Texto de origem:
Paulo, que ansiava voltar a Tessalônica, esperava no pequeno porto abaixo de Olímpio enquanto um mensageiro [companheiro de equipe] foi à cidade [Tessalônica] para ver se sua chegada seria segura. O mensageiro voltou com más notícias. Como Paulo escreveu algumas semanas mais tarde.

O próprio Paulo informou isso aos tessalonicenses: “Por isso queríamos visitar-vos. Eu, Paulo, quis visitar-vos não somente uma vez, mas duas, contudo, Satanás nos impediu” (1Ts 2.18, AS21). Tratando desta questão, O´Connor apresenta a sua versão oposta a de Pollock em relação ao lugar onde Paulo se encontrava e desejava visitar os novos convertidos tessalonicenses, mas foi impedido duas vezes por Satanás. Segundo Murphy-O´Connor (2013, p.97-98):

Chegando a Atenas, a preocupação de Paulo era com os que haviam ficado em Tessalônica. Não tinha motivos para pensar que seus convertidos escapassem à perseguição de que ele conseguira fugir […] Nada surpreende se desesperasse na ânsia de saber o que teria acontecido. Mais uma vez tentara voltar a Tessalônica, mas fora impossível.

Ora, independentemente da discussão acerca do local certo (Beréia ou Atenas) onde Paulo se encontrava, ele expressou sua preocupação com relação aos novos convertidos da cidade de Tessalônica por meio de seu ministério. A verdade é que mesmo em meio às turbulências intensificadas contra ele por causa do evangelho, Paulo decide voltar a Tessalônica para poder dar ânimo a esses novos irmãos e fortalecê-los na fé — um risco de vida para ele, mas ele estava pronto a morrer.  Uma disposição também notória em Atenas.

O´Connor acredita que o apóstolo Paulo poderia ter reconhecido o engano de ter ido a Atenas. Visto que essa cidade já era velha e enferma, cercada pela glória do seu passado, a qual atraia mais seus admiradores do que seu próprio presente momento. Vejamos:

Em pouco tempo Paulo deve ter reconhecido o engano de ter ido para Atenas. Essa era uma cidade velha e doentia vivendo das memórias de seu glorioso passado. Por muitos séculos deixara de ser produtiva e criativa. Dela não tinha emergido grandes mentes, e as que tinham vindo de fora para lhe dar uma aparência de vida cultural eram medíocres. (Murphy-O´Connor, 2013, p. 98).

Linhas de um conjunto de dados:
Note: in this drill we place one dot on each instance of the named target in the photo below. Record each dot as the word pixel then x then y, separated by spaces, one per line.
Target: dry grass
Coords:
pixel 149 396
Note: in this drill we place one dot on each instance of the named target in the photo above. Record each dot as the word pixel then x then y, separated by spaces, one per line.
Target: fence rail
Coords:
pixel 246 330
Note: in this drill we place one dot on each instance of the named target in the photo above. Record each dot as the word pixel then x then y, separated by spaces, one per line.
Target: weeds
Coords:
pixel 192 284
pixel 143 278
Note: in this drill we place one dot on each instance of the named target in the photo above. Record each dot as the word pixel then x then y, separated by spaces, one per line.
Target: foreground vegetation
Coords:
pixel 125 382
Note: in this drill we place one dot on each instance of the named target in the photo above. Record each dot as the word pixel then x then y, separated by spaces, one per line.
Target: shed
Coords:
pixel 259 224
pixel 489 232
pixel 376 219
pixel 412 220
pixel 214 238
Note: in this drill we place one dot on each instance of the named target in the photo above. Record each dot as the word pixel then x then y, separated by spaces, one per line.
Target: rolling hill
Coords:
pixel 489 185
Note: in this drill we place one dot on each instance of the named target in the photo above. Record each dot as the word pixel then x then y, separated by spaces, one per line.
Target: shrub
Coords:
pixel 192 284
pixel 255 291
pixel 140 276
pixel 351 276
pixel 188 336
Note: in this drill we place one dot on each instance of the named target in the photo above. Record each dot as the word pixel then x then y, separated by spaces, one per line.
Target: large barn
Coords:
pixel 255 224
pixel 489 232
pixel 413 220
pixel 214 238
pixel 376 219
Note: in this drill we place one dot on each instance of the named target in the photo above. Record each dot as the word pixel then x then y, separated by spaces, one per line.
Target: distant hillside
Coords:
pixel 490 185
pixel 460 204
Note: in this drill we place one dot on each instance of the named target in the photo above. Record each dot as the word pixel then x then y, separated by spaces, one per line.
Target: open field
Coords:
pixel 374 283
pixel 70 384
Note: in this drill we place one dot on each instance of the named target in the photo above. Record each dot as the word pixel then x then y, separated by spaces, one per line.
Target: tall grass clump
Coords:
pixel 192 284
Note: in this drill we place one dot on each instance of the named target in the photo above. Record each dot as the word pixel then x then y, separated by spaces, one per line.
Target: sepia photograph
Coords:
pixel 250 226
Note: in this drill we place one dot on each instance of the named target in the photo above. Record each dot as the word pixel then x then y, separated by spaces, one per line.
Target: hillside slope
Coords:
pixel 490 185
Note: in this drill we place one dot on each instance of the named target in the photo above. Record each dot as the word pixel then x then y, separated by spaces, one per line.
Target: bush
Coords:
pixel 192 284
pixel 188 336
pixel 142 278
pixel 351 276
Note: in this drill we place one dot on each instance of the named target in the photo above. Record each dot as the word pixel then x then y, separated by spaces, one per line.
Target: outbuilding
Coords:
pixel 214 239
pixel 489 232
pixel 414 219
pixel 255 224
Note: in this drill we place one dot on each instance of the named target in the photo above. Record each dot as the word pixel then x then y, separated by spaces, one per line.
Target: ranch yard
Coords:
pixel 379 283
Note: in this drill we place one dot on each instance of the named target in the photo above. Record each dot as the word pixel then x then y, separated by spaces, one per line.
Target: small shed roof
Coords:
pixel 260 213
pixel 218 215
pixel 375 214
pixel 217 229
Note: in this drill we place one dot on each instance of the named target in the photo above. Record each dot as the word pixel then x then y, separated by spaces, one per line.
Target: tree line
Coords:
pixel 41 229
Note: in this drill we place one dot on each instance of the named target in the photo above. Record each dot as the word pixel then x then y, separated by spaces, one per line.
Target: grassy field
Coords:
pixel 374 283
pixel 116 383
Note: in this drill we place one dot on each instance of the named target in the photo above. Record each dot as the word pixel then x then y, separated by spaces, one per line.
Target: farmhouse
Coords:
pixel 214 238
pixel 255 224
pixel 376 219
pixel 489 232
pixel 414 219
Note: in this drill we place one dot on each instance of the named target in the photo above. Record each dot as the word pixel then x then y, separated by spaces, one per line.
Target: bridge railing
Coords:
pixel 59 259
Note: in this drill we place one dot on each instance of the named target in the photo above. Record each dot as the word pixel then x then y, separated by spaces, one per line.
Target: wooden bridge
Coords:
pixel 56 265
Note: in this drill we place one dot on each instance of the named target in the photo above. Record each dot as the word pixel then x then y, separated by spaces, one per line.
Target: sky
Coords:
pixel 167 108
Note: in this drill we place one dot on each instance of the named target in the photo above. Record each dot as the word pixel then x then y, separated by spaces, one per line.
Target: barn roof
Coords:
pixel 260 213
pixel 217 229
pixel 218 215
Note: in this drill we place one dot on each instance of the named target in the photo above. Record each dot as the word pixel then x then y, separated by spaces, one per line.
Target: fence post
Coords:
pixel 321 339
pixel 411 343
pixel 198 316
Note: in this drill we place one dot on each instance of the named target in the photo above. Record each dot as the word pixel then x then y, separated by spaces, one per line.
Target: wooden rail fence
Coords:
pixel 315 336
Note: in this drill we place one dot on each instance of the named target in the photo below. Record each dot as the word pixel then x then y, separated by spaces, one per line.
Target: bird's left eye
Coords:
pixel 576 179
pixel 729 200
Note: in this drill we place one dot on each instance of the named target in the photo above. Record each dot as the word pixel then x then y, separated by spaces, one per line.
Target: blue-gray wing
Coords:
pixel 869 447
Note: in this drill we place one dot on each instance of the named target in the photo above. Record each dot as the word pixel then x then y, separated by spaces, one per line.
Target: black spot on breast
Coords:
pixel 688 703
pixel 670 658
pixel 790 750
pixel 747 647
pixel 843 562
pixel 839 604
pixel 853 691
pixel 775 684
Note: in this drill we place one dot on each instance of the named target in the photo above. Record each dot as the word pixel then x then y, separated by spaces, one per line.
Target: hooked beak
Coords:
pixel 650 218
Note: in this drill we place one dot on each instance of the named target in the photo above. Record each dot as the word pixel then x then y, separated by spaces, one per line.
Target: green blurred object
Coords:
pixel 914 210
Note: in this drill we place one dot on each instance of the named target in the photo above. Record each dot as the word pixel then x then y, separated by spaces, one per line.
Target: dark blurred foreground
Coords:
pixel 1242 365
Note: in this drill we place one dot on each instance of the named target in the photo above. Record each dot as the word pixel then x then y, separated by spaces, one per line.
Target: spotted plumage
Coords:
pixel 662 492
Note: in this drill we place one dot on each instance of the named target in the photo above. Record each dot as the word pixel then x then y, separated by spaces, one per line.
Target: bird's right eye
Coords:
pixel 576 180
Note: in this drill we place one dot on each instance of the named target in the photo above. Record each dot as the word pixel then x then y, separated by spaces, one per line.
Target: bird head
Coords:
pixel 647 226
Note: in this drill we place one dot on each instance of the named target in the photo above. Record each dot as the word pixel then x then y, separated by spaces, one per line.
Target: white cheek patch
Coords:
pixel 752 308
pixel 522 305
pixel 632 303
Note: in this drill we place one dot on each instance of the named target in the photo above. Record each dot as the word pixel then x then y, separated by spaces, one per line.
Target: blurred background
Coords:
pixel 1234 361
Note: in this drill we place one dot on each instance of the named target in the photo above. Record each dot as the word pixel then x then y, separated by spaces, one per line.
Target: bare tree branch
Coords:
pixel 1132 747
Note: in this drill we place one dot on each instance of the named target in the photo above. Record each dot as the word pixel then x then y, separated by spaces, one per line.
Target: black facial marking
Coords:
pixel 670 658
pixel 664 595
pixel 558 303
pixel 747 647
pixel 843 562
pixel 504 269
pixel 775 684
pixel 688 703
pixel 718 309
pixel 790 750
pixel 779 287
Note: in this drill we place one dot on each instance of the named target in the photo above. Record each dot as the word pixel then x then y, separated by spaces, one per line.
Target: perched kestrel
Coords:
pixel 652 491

Tarefa: No texto sobre Paulo em Tessalônica e Atenas, reescreva o trecho que começa com "O´Connor acredita que" e termina após "2013, p. 98).", trocando "engano" por "erro".

Resultado:
O´Connor acredita que o apóstolo Paulo poderia ter reconhecido o erro de ter ido a Atenas. Visto que essa cidade já era velha e enferma, cercada pela glória do seu passado, a qual atraia mais seus admiradores do que seu próprio presente momento. Vejamos:

Em pouco tempo Paulo deve ter reconhecido o erro de ter ido para Atenas. Essa era uma cidade velha e doentia vivendo das memórias de seu glorioso passado. Por muitos séculos deixara de ser produtiva e criativa. Dela não tinha emergido grandes mentes, e as que tinham vindo de fora para lhe dar uma aparência de vida cultural eram medíocres. (Murphy-O´Connor, 2013, p. 98).